§ Extracted data:
+===+

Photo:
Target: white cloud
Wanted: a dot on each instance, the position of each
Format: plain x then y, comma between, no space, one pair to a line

+===+

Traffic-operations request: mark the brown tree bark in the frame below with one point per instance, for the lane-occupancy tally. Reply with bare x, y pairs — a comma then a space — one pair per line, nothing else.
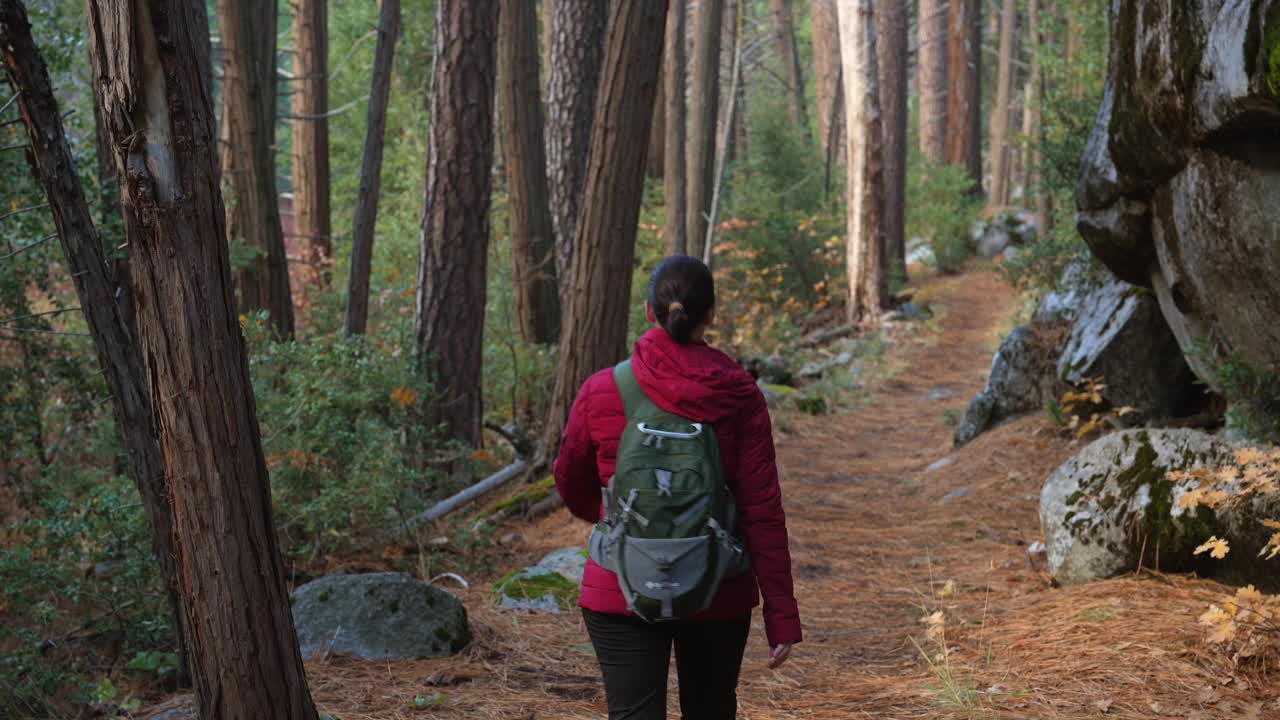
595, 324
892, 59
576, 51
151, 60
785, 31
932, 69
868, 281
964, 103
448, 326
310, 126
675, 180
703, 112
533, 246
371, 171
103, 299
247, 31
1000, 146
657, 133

+===+

§ Task objective: Please output exactly the lines between the one holding "Wanted: a dot" and the one holding "Format: plain x" in the records above, inclusive, and nothing more.

§ The completed task:
Wanted: a dot on each instance, the position of each
Format: plain x then y, comma between, no space, one pair to a line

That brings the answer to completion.